READING PASSAGE |
Background information
- Born: Jorge Luis Jomarron Cordero May 12, 1952 Holguín, Cuba
- Genres: Salsa; Son;
- Occupations: Singer-songwriter; Music teacher;
- Instruments: Vocals; guitar; drums;
- Years active: 1970–present

= Jorge Cordero (musician) =

Jorge Luis Jomarron Cordero (born, May 12, 1952) is a Cuban singer, guitarist and percussionist, known by his artistic name of Jorge Cordero.

==Bio==
Born May 12, 1952 in Holguín, Cuba, resident of Denmark since 1969, Cordero, who also is a music teacher, has attended the Instituto Superior De Arte de la Habana taking several music courses and is in a musical ambient since the last 4 decades, where he has been immersed in rhythms such as Pop, Latinrock and Salsa.
From 1970 and 1975 Jorge Cordero appeared as percussionist in the Anne Linnet and Steffen Brandt ensembles. 1975 saw him appear as guitarist in the Latin Rock band, La Luna, with whom he recorded their "Que Vida" single.

 In 1979 Jorge Cordero joins the Denmark-based salsa orchestra, Salsa Na´ Ma, as tres (Cuban guitar) player and vocalist. He stayed active with this band (under the directorship of Danish percussionist Birger Sulsbrück) until 1987, the year well he embarked on a solo career in his own orchestra, Los Gran Daneses.

Cordero and his Los Gran Daneses went on to appear in Miami's prestigious Calle Ocho Festival in 1992, then in 1993 they recorded their debut album, Rompiendo El Hielo with the TTH label. This recording gave this orchestra worldwide recognition among the international salsa community. The title track from this record was included in Salsa Europe compilation. 1996 saw the release of Los Gran Daneses', Del Norte y Tropical album which contained a memorable version of Ernesto Duarte's bolero, Como Fue. The band gained further recognition with their 1999 release Al Tiempo, which won them a prize in the Danish Music Awards.

Cordero's fourth reléase Salsa Global (2001) was recorded both in Copenhagen and Miami and counted with the participation of salsa
stars such as Alex Leon, Domingo Quiñones and Nino Segarra. The band's fifth and sixth album releases were Latino (Worldbeat Records) and Reflexiones (In the House Records), recorded in 2004 and 2008 respectively. The year 2009 sees Jorge Cordero joining his pianist son, Mick Cordero and percussionist Yannik "Vikingo" Hartig to form the Son Clasico trio, a group dedicated to educational concerts. Their debut album, Cubano was released in 2013.

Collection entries

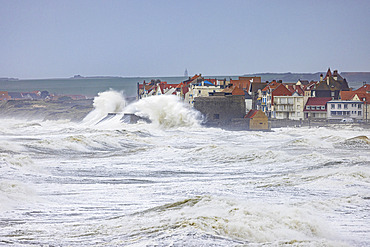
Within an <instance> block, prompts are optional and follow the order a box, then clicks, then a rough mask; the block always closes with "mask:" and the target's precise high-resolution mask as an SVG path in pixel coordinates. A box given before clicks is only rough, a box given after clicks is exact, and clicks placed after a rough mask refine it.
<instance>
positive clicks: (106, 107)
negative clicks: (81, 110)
mask: <svg viewBox="0 0 370 247" xmlns="http://www.w3.org/2000/svg"><path fill="white" fill-rule="evenodd" d="M93 106H94V108H95V109H94V110H93V111H91V112H90V113H89V114H88V115H87V116H86V117H85V118H84V120H83V122H84V123H90V124H92V123H96V122H98V121H99V120H101V119H102V118H103V117H105V116H106V115H107V114H108V113H120V112H122V110H123V108H124V107H125V106H126V100H125V98H124V97H123V94H122V92H117V91H114V90H109V91H106V92H100V93H98V96H96V97H95V98H94V103H93Z"/></svg>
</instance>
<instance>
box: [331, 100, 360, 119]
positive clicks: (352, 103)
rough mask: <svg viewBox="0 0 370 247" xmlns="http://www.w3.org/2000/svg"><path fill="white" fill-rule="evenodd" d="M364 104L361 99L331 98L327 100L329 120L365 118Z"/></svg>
mask: <svg viewBox="0 0 370 247" xmlns="http://www.w3.org/2000/svg"><path fill="white" fill-rule="evenodd" d="M363 105H364V103H363V102H361V101H359V100H358V101H350V100H331V101H328V102H327V118H328V120H341V119H345V118H351V119H354V120H362V119H363V112H364V111H363Z"/></svg>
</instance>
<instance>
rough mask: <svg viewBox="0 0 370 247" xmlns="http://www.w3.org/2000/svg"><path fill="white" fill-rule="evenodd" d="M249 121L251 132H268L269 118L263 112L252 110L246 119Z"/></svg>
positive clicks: (249, 113) (268, 125)
mask: <svg viewBox="0 0 370 247" xmlns="http://www.w3.org/2000/svg"><path fill="white" fill-rule="evenodd" d="M244 118H245V119H247V120H248V126H249V127H248V129H249V130H268V129H269V124H268V117H267V116H266V114H265V113H264V112H263V111H261V110H250V111H249V112H248V113H247V115H245V117H244Z"/></svg>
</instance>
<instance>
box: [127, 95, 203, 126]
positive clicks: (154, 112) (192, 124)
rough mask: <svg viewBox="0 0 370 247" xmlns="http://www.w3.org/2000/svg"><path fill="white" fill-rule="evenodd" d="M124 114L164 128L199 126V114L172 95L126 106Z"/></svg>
mask: <svg viewBox="0 0 370 247" xmlns="http://www.w3.org/2000/svg"><path fill="white" fill-rule="evenodd" d="M124 112H125V113H134V114H136V115H138V116H141V117H147V118H149V119H150V120H151V121H152V122H153V123H154V124H156V125H158V126H161V127H165V128H168V127H169V128H171V127H181V126H199V124H200V122H201V114H200V113H199V112H198V111H196V110H194V109H192V108H190V106H189V107H188V106H187V105H185V104H184V103H183V102H181V101H180V100H179V99H178V97H176V96H173V95H160V96H153V97H148V98H144V99H141V100H139V101H137V102H134V103H132V104H130V105H129V106H127V107H126V108H125V109H124Z"/></svg>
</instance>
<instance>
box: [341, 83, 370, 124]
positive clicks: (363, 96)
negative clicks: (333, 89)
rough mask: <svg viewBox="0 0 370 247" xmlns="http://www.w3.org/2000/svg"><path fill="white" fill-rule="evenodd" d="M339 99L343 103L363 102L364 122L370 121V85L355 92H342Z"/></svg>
mask: <svg viewBox="0 0 370 247" xmlns="http://www.w3.org/2000/svg"><path fill="white" fill-rule="evenodd" d="M339 98H340V99H341V100H342V101H357V102H358V101H361V102H362V103H363V109H362V115H363V120H365V121H368V120H369V119H370V85H369V84H364V85H363V86H362V87H360V88H359V89H357V90H354V91H341V92H340V94H339ZM351 104H352V103H351ZM354 104H355V103H354ZM351 112H352V111H351Z"/></svg>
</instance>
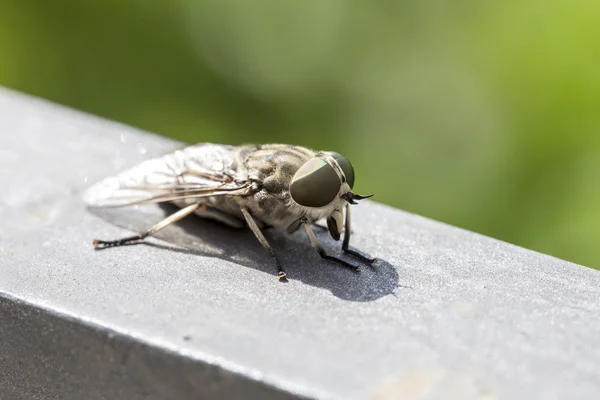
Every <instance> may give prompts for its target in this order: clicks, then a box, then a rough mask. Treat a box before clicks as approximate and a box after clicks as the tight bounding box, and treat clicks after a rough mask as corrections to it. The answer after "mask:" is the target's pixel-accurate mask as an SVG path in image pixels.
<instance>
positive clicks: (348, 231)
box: [342, 204, 377, 264]
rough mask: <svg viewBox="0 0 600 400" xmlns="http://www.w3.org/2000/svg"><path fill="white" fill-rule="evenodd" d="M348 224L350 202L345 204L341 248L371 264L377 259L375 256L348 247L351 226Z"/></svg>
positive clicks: (349, 211)
mask: <svg viewBox="0 0 600 400" xmlns="http://www.w3.org/2000/svg"><path fill="white" fill-rule="evenodd" d="M350 225H351V220H350V204H347V205H346V223H345V227H344V241H343V242H342V250H344V252H346V253H348V254H350V255H351V256H353V257H356V258H358V259H359V260H361V261H364V262H366V263H369V264H372V263H374V262H375V261H377V258H372V257H367V256H365V255H363V254H360V253H359V252H358V251H356V250H352V249H351V248H350V228H351V227H350Z"/></svg>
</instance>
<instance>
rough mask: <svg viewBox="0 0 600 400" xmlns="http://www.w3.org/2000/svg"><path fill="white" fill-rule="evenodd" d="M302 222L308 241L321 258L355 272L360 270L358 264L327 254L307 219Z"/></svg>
mask: <svg viewBox="0 0 600 400" xmlns="http://www.w3.org/2000/svg"><path fill="white" fill-rule="evenodd" d="M302 223H303V224H304V229H306V234H307V235H308V237H309V239H310V243H311V244H312V246H313V247H314V248H315V250H317V253H319V255H320V256H321V257H322V258H324V259H326V260H329V261H333V262H335V263H337V264H340V265H341V266H343V267H346V268H349V269H351V270H353V271H356V272H358V271H359V270H360V266H358V265H354V264H352V263H349V262H348V261H345V260H342V259H341V258H337V257H334V256H330V255H329V254H327V253H326V252H325V249H323V247H322V246H321V245H320V244H319V241H318V240H317V237H316V236H315V233H314V232H313V230H312V228H311V227H310V222H308V221H307V220H304V221H303V222H302Z"/></svg>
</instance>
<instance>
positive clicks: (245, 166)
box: [238, 144, 316, 226]
mask: <svg viewBox="0 0 600 400" xmlns="http://www.w3.org/2000/svg"><path fill="white" fill-rule="evenodd" d="M238 155H239V158H238V162H239V164H238V165H239V166H240V167H241V166H242V165H243V167H244V168H245V170H246V173H247V175H248V178H249V179H255V180H257V181H258V182H260V189H261V190H260V191H258V192H257V193H256V194H255V195H254V200H255V201H254V202H251V203H253V204H248V207H249V208H250V209H251V210H252V211H253V212H254V215H255V216H256V217H257V218H259V219H261V220H263V221H264V222H266V223H267V224H269V225H273V226H284V225H286V224H288V223H291V222H292V221H293V220H294V219H296V218H298V217H299V216H298V215H296V214H295V213H293V212H292V211H293V210H292V209H290V207H289V206H288V205H289V202H290V192H289V187H290V183H291V181H292V178H293V177H294V174H295V173H296V171H297V170H298V169H299V168H300V167H301V166H302V165H304V163H306V162H307V161H308V160H310V159H311V158H312V157H314V156H315V155H316V153H315V152H314V151H313V150H310V149H307V148H304V147H299V146H291V145H279V144H270V145H262V146H244V147H242V148H240V150H239V153H238Z"/></svg>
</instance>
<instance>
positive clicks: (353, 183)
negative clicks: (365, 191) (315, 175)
mask: <svg viewBox="0 0 600 400" xmlns="http://www.w3.org/2000/svg"><path fill="white" fill-rule="evenodd" d="M327 154H329V155H330V156H331V157H333V158H335V161H337V163H338V165H339V166H340V168H341V169H342V171H344V176H345V177H346V183H348V186H350V189H352V188H354V168H353V167H352V164H350V161H348V159H347V158H346V157H344V156H343V155H341V154H340V153H336V152H335V151H328V152H327Z"/></svg>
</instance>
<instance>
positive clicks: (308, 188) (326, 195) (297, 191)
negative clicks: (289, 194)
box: [290, 157, 342, 207]
mask: <svg viewBox="0 0 600 400" xmlns="http://www.w3.org/2000/svg"><path fill="white" fill-rule="evenodd" d="M341 186H342V182H340V178H339V177H338V175H337V173H336V172H335V170H334V169H333V167H332V166H331V165H329V164H327V163H326V162H325V161H324V160H322V159H321V158H318V157H315V158H313V159H312V160H310V161H308V162H307V163H306V164H304V165H303V166H302V167H300V169H299V170H298V171H297V172H296V174H295V175H294V177H293V178H292V183H291V185H290V195H291V196H292V199H294V201H295V202H296V203H298V204H300V205H301V206H304V207H324V206H326V205H327V204H329V203H331V202H332V201H333V200H334V199H335V198H336V196H337V195H338V193H339V191H340V187H341Z"/></svg>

WORK TO BE COMPLETED | Copy the passage of the Jorge Cordero biography that runs from "Cordero and his" up to and including "Danish Music Awards.".

RESPONSE TO THIS TASK |
Cordero and his Los Gran Daneses went on to appear in Miami's prestigious Calle Ocho Festival in 1992, then in 1993 they recorded their debut album, Rompiendo El Hielo with the TTH label. This recording gave this orchestra worldwide recognition among the international salsa community. The title track from this record was included in Salsa Europe compilation. 1996 saw the release of Los Gran Daneses', Del Norte y Tropical album which contained a memorable version of Ernesto Duarte's bolero, Como Fue. The band gained further recognition with their 1999 release Al Tiempo, which won them a prize in the Danish Music Awards.